::: Extracted records :::

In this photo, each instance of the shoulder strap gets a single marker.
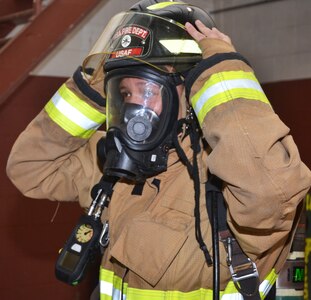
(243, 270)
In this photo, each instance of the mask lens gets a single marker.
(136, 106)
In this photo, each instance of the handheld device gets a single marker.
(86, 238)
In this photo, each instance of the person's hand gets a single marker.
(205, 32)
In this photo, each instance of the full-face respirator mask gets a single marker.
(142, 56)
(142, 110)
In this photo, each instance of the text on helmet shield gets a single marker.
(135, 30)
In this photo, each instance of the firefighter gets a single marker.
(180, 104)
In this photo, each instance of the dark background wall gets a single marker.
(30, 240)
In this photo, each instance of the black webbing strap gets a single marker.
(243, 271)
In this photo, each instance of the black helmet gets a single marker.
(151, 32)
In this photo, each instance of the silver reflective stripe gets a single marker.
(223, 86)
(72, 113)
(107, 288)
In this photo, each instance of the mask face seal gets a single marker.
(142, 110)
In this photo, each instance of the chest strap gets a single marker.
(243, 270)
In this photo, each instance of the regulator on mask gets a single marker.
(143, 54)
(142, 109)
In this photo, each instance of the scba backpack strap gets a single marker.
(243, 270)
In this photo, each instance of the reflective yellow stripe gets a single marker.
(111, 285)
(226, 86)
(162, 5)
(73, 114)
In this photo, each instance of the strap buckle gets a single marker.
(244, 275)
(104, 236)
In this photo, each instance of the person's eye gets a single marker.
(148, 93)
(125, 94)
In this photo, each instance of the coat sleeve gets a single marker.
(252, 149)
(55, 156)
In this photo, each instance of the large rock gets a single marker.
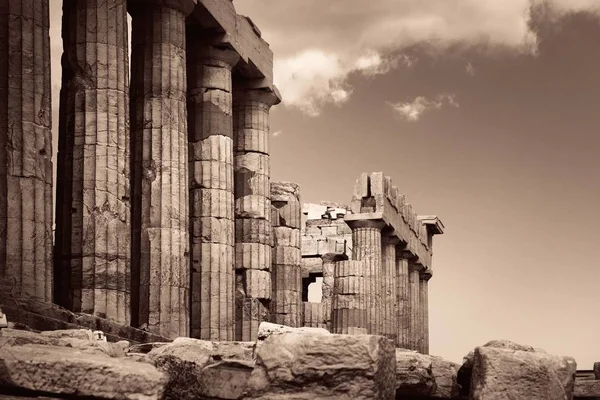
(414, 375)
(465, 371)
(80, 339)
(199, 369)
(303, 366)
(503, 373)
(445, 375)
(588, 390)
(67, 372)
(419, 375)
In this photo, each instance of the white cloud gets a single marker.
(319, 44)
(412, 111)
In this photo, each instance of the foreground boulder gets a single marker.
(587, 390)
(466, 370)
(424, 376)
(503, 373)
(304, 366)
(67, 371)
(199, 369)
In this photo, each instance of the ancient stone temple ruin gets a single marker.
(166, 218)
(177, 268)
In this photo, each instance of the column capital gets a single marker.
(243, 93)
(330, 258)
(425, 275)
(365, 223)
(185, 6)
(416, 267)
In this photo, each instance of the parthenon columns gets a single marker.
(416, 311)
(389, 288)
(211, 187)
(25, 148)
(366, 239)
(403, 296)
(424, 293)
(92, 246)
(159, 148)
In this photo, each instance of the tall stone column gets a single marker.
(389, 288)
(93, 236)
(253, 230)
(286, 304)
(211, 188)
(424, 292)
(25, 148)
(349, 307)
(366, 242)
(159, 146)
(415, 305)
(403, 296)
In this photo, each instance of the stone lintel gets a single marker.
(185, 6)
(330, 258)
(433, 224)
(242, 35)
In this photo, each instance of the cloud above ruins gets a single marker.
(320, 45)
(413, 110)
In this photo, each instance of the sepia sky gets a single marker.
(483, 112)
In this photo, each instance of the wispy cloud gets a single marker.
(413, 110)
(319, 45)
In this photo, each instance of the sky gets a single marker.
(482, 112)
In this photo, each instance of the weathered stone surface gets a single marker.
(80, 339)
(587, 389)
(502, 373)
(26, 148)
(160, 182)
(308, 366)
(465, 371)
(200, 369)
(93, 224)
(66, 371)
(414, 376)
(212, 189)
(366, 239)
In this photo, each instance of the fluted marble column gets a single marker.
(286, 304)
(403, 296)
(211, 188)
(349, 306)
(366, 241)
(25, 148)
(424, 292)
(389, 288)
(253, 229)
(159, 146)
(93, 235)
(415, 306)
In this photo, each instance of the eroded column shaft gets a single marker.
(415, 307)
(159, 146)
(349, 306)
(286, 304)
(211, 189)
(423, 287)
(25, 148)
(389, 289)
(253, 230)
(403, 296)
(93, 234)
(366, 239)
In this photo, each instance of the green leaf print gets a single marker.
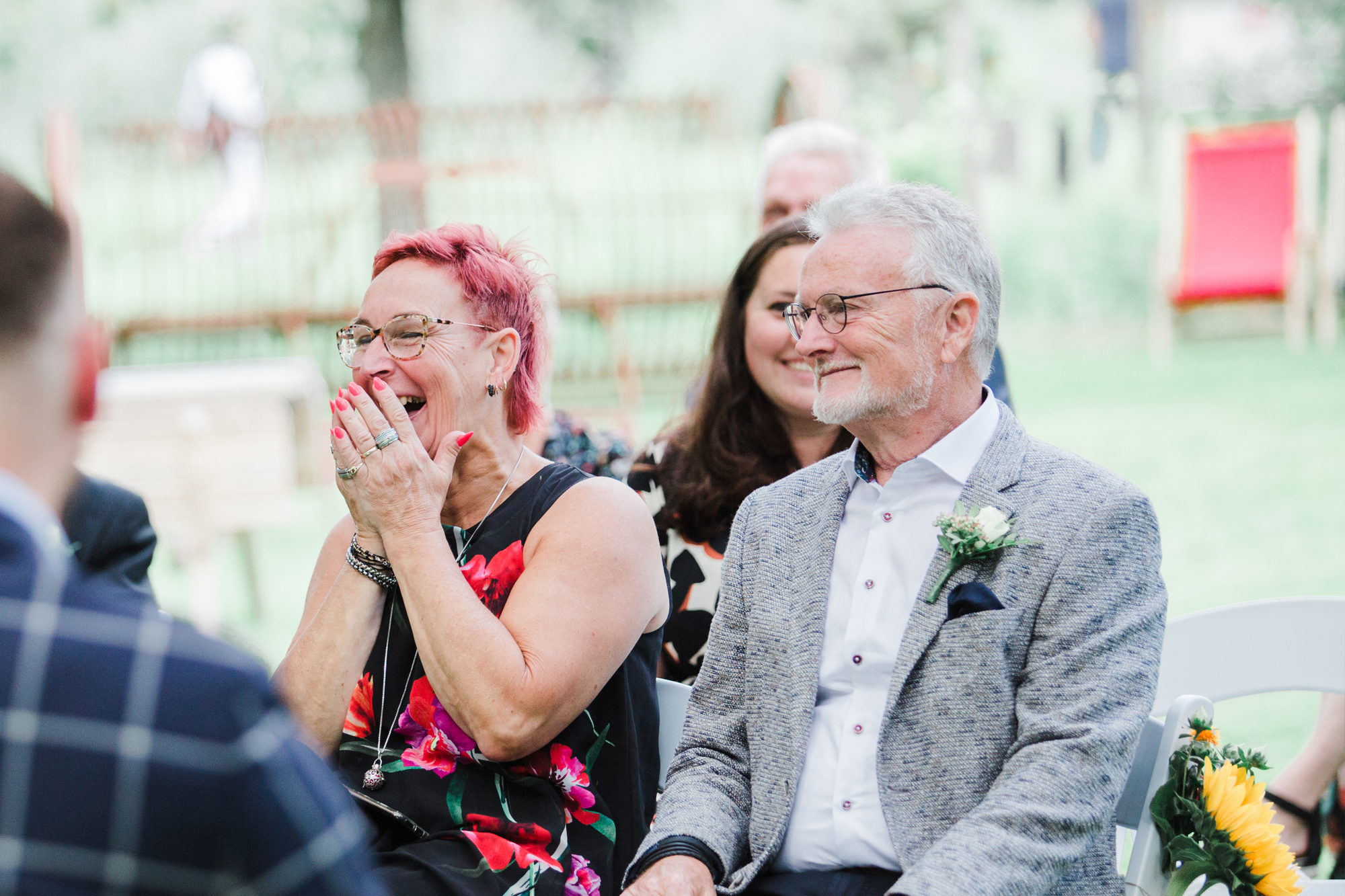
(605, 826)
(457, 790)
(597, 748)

:::

### Description of the task
Although the records include pictures, output only their text, exactly and completely.

### Answer to this task
In this photo, each instance of the shoulder strap gets a single marker.
(243, 270)
In this photo, each instance of the mask lens gets a single marker.
(136, 106)
In this photo, each instance of the handheld device gets a single marker.
(86, 238)
In this photo, each instance of the person's hand gets a single marker.
(205, 32)
In this photo, each instance of the full-face respirator mask gets a single marker.
(142, 56)
(142, 110)
In this photo, each instance of the text on helmet shield gets a single marker.
(135, 30)
In this photo, each instance of the firefighter gets a single marker.
(180, 104)
In this photo, each instance of the dark background wall gets a single marker.
(30, 240)
In this photo, each instance of the black webbing strap gets a single marker.
(243, 271)
In this photo, each instance of the black helmet gets a single marker.
(151, 32)
In this photo, each instance of the silver reflective stripe gets a single marker.
(223, 86)
(72, 113)
(107, 288)
In this photo, each instance of the mask face seal gets a single marker.
(142, 110)
In this photo, each instance of the chest strap gets a single marker.
(243, 270)
In this photo, each instance of the regulator on mask gets a single marker.
(143, 54)
(142, 109)
In this photo, each instance of the scba backpack strap gets a single marker.
(243, 270)
In this photo, each instance of the reflective yellow stripe gets a single marker.
(111, 285)
(226, 86)
(162, 5)
(73, 114)
In this photo, each instance of the strap buckle gets a single marker.
(244, 275)
(104, 236)
In this photo, each instance of the person's eye gets a single marker.
(148, 93)
(125, 94)
In this photo, each instance of the coat sleeve gets a single marker.
(252, 149)
(55, 156)
In this photo, each instance of the large rock gets a single marker.
(414, 375)
(465, 371)
(80, 339)
(199, 369)
(303, 366)
(503, 373)
(445, 375)
(588, 390)
(67, 372)
(419, 375)
In this photo, each instance of the white cloud gets a single marker.
(319, 44)
(412, 111)
In this photo, each instance of the foreground boulder gets a single marker.
(587, 390)
(466, 370)
(424, 376)
(503, 373)
(304, 366)
(67, 371)
(199, 369)
In this photo, each instance of the ancient stone temple ruin gets a single marker.
(166, 218)
(177, 268)
In this photo, each instance of the column capital gets a single marker.
(243, 93)
(330, 258)
(425, 275)
(365, 223)
(185, 6)
(416, 267)
In this photo, each instance of the parthenon columns gets a single marker.
(416, 311)
(389, 288)
(211, 187)
(25, 148)
(366, 239)
(403, 296)
(424, 293)
(92, 246)
(159, 148)
In this photo, each instance of the tall stone column gets a single marker.
(389, 288)
(93, 236)
(253, 230)
(286, 304)
(211, 188)
(424, 292)
(25, 148)
(349, 307)
(366, 242)
(159, 146)
(415, 305)
(403, 296)
In this photo, each instance of the stone lintel gets a single marker.
(185, 6)
(330, 258)
(433, 224)
(242, 35)
In this photo, each instance of the cloud above ruins gets a single marker.
(320, 45)
(413, 110)
In this photo, each instance of the sepia sky gets a single marker.
(483, 112)
In this photo, each instance of the wispy cloud gets a single marker.
(413, 110)
(319, 45)
In this photo, each instance of the sky gets a single marker.
(482, 112)
In this photo, each instance of the weathered stone surface gets a single marker.
(80, 339)
(587, 389)
(502, 373)
(26, 148)
(160, 182)
(308, 366)
(465, 371)
(200, 369)
(93, 224)
(66, 371)
(414, 376)
(212, 189)
(366, 239)
In this photo, each instance of the fluted marble column gets a single marker.
(286, 304)
(403, 296)
(211, 188)
(349, 306)
(366, 241)
(25, 148)
(424, 292)
(389, 288)
(253, 229)
(159, 146)
(93, 235)
(415, 306)
In this photo, each instance of the eroded column shaft gets a single marker.
(415, 307)
(159, 146)
(349, 306)
(286, 304)
(211, 189)
(423, 287)
(25, 148)
(389, 289)
(253, 230)
(403, 296)
(93, 234)
(366, 239)
In this photo, each instance of the green leaf print gets a single marker.
(605, 826)
(457, 790)
(597, 748)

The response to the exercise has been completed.